→ **Orden de trabajo 1**
En el fragmento sobre el comandante Delesalle, ¿por qué fue ejecutado Delesalle, según lo que dejó entender el coronel Putz?
→ **Orden de trabajo 2**
Prosigue el relato sobre el comandante Delesalle a partir de su última frase.

→ **Fragmento de lectura**
=-=-=

Los guardias arrastraron fuera de la sala al procesado, que se obstinaba todavía en justificarse. Sonaron dos o tres tiros. Después, un hombre volvió a la sala y dejó sobre la mesa del Tribunal un reloj y algunas monedas...

La justicia revolucionaria estaba hecha20.

Algunos meses más tarde tuve ocasión de hablar del coman-dante Delesalle con el coronel Putz. En aquella época, este había ascendido un grado más y era jefe adjunto de una División. El coronel se expresó con reticencias que no me impidieron comprender que Delesalle había sido ejecutado no por traición, sino por concomitancias con los anarquistas catalanes. Pues, como los Internacionales, feroces individualistas, se sentían más cerca de los anarquistas que de los comunistas, existía el riesgo de que se pasaran, con armas y bagajes a las brigadas de la F.A.I21.

=-=-=

→ **Listado proporcionado**
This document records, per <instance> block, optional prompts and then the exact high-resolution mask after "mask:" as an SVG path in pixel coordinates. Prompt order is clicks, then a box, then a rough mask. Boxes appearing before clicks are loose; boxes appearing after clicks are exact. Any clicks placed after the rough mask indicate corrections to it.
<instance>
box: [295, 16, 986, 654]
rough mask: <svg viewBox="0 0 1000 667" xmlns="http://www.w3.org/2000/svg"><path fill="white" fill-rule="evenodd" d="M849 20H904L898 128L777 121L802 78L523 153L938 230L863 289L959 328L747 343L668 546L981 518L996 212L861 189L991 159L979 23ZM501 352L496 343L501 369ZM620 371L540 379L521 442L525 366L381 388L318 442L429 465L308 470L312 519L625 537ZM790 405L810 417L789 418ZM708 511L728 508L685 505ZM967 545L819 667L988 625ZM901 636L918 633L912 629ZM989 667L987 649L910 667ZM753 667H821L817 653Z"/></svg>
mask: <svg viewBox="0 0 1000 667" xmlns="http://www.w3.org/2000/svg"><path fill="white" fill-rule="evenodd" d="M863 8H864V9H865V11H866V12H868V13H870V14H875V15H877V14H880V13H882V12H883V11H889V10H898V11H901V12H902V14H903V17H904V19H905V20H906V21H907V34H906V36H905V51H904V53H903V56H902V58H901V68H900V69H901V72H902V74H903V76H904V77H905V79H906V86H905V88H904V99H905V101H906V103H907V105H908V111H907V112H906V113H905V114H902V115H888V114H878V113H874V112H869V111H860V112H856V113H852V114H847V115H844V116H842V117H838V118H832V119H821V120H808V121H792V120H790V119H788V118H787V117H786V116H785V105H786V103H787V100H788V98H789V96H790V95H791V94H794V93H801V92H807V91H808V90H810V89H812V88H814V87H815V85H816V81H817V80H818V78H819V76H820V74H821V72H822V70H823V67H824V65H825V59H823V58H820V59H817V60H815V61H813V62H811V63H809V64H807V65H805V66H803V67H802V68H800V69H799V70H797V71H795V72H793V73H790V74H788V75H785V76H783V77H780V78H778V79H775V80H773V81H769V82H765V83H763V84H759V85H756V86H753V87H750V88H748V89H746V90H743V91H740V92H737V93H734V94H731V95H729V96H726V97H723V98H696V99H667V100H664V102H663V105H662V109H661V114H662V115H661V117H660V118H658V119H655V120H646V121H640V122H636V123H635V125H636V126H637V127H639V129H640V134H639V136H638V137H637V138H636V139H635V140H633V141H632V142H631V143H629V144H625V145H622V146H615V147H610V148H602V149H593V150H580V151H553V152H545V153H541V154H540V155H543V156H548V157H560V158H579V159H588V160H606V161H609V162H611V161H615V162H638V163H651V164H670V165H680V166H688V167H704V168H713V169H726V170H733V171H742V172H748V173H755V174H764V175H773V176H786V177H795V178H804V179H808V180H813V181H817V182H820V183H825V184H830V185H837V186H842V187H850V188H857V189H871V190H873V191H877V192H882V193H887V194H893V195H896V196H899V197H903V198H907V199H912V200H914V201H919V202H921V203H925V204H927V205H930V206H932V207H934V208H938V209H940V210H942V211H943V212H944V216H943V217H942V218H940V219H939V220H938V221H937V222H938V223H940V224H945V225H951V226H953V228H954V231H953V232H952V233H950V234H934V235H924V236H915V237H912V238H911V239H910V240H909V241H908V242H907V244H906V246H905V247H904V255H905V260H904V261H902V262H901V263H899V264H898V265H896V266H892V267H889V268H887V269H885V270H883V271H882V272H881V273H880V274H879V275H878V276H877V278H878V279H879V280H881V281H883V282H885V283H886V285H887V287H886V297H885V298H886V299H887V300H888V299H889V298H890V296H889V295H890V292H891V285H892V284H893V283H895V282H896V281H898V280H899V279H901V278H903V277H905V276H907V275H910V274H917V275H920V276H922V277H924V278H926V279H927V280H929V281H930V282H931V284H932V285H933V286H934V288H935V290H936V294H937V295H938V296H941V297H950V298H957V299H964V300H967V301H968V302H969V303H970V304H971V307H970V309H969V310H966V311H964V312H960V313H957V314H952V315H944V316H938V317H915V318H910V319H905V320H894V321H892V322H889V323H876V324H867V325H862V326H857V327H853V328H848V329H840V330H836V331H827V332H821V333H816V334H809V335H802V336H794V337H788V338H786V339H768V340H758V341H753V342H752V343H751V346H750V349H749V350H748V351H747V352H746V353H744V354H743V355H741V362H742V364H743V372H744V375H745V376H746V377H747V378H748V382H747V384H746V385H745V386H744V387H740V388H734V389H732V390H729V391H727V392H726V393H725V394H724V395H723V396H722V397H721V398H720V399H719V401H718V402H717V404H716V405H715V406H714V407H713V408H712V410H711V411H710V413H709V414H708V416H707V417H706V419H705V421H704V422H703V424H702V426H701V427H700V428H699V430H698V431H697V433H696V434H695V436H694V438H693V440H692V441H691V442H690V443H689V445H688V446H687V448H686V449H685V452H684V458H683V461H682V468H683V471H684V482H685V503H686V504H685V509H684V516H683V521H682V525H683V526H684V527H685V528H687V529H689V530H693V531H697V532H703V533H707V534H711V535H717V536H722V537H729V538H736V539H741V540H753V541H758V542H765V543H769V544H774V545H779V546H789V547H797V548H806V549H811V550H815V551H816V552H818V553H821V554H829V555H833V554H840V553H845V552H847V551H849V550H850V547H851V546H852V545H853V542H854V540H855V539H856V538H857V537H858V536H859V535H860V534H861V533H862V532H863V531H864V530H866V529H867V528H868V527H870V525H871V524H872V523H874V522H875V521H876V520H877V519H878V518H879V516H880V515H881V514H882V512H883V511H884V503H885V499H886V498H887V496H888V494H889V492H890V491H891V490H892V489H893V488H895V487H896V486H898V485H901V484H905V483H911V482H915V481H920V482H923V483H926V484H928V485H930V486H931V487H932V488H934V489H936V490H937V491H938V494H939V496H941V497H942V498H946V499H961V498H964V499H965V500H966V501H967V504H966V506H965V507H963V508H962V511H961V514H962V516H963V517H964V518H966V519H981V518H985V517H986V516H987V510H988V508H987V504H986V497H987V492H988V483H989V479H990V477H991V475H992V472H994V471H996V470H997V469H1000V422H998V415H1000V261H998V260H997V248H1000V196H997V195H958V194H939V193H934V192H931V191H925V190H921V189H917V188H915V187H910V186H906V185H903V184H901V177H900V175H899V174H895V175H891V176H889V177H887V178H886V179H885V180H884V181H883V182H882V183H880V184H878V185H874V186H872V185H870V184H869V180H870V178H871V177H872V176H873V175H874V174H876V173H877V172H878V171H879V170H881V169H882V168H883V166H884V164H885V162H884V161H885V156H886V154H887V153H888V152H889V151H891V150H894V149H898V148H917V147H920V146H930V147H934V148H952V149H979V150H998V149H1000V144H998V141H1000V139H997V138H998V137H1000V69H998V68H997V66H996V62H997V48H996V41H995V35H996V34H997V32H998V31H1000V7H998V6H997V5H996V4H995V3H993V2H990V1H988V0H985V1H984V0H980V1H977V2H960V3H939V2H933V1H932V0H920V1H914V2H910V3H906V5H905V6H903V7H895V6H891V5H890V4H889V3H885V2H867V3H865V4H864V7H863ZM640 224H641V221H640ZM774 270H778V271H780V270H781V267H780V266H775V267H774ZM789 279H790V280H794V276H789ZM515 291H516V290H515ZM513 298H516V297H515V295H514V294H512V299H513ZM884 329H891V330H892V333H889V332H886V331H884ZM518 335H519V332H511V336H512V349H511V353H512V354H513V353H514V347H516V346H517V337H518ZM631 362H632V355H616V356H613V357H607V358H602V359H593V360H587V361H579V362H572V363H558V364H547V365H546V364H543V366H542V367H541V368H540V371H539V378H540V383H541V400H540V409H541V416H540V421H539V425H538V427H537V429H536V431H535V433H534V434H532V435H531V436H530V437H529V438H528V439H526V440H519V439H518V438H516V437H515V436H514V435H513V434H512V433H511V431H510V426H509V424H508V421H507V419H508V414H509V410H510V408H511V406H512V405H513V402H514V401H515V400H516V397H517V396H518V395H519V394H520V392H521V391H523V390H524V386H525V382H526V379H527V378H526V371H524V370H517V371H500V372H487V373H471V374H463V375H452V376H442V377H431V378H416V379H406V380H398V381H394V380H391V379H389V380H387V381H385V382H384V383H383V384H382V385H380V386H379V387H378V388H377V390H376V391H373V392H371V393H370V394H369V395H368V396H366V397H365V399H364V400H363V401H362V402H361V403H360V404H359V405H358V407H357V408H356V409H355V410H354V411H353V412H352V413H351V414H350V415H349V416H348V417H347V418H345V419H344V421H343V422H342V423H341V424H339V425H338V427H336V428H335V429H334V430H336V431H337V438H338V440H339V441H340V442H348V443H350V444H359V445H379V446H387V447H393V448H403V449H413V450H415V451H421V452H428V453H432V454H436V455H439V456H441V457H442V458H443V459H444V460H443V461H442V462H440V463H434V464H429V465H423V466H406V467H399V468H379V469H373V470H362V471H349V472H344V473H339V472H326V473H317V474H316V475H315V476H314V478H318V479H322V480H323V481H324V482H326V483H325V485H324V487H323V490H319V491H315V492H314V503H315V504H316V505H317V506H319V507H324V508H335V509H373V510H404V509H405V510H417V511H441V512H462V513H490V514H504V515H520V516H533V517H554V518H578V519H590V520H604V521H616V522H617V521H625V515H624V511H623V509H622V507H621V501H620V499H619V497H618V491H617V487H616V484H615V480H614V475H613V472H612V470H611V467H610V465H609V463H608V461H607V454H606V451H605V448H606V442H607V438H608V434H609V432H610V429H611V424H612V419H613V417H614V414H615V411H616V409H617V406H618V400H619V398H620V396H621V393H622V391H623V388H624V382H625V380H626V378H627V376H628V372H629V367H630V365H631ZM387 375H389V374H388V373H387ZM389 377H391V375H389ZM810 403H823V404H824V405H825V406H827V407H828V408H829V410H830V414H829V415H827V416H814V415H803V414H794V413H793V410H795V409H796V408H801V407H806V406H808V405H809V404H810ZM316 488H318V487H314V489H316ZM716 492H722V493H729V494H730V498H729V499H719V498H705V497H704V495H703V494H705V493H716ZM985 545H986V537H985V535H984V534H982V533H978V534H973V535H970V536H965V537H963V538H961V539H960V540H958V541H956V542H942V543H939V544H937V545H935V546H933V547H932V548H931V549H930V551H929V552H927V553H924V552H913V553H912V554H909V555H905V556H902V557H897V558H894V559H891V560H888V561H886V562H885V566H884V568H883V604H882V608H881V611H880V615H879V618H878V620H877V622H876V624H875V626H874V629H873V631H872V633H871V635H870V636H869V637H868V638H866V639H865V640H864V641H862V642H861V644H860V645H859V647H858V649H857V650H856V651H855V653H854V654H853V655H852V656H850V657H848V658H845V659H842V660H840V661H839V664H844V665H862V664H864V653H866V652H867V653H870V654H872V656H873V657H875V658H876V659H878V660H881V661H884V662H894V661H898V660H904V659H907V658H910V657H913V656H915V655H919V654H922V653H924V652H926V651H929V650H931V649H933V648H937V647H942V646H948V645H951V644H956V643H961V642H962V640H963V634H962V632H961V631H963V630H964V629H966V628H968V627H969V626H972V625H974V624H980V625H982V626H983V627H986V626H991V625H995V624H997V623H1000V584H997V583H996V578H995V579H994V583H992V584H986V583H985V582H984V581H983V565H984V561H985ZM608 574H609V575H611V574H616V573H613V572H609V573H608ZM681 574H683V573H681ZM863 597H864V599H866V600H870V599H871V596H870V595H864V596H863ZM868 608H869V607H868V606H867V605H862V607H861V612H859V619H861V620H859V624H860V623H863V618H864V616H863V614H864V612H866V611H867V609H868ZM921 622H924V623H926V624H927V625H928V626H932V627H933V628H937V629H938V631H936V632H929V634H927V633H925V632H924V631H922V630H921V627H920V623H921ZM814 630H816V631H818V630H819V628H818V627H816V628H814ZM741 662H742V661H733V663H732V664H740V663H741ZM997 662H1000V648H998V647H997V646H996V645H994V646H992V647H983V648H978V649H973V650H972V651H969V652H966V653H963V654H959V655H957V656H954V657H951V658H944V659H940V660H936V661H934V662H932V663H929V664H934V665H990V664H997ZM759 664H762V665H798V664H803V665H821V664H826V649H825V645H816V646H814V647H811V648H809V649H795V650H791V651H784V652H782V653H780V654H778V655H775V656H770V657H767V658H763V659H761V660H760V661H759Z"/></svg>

=-=-=

→ **Respuesta 1**
Por concomitancias con los anarquistas catalanes, no por traición.

→ **Respuesta 2**
Por eso, se aprovechó el fracaso del combate de Lopera para sajar el absceso, fusilando a aquel a quien se suponía el principal instigador de esas inclinaciones.

—Pero... —exclamé yo—, si los anarquistas forman parte del Frente Popular, Delesalle no ha sido traidor.

El coronel Putz no respondió y, tras un corto silencio, reanudamos la conversación con otro tema.